>> begin DATA SUPPLIED

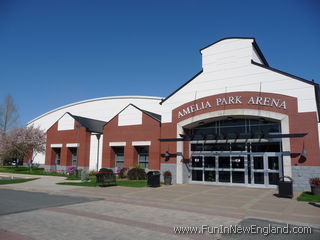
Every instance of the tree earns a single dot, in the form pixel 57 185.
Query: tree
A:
pixel 8 114
pixel 22 142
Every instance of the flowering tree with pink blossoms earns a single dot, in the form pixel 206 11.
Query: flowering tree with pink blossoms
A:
pixel 22 142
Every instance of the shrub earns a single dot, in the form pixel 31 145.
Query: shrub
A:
pixel 137 174
pixel 105 170
pixel 71 170
pixel 137 165
pixel 123 173
pixel 315 182
pixel 92 173
pixel 167 174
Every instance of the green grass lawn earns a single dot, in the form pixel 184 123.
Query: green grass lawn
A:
pixel 308 197
pixel 120 182
pixel 12 181
pixel 34 171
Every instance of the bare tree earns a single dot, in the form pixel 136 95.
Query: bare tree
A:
pixel 8 114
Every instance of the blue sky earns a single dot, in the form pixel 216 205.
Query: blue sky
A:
pixel 54 53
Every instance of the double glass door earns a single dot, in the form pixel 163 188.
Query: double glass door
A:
pixel 265 168
pixel 235 169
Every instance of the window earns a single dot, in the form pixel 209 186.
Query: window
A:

>> end DATA SUPPLIED

Return all the lines above word for word, leaving out the pictures.

Every instance of the tree earns a single dot, in the form pixel 57 185.
Query: tree
A:
pixel 8 114
pixel 22 142
Every instance of the flowering tree with pink blossoms earns a single dot, in the form pixel 206 11.
Query: flowering tree with pink blossoms
A:
pixel 22 142
Every instance of the shrub earns a single dot, in the form pixel 31 145.
Query: shrub
A:
pixel 137 174
pixel 105 170
pixel 71 170
pixel 137 165
pixel 123 173
pixel 315 182
pixel 92 173
pixel 167 174
Every instance of the green grass lawn earns a single dot, in the form pixel 184 123.
Query: green grass lawn
A:
pixel 308 197
pixel 120 182
pixel 12 181
pixel 34 171
Every instance of the bare tree earns a single dot, in the form pixel 136 95.
Query: bare tree
A:
pixel 8 114
Every instance of the blue sky earns a single dot, in the form pixel 216 205.
Query: blue sky
A:
pixel 54 53
Every instance of the double glass door earns a single dot, in the form pixel 163 188.
Query: double glass door
A:
pixel 265 168
pixel 235 169
Every instance of the window earns a single dot, in the form pixel 209 186.
Query: window
A:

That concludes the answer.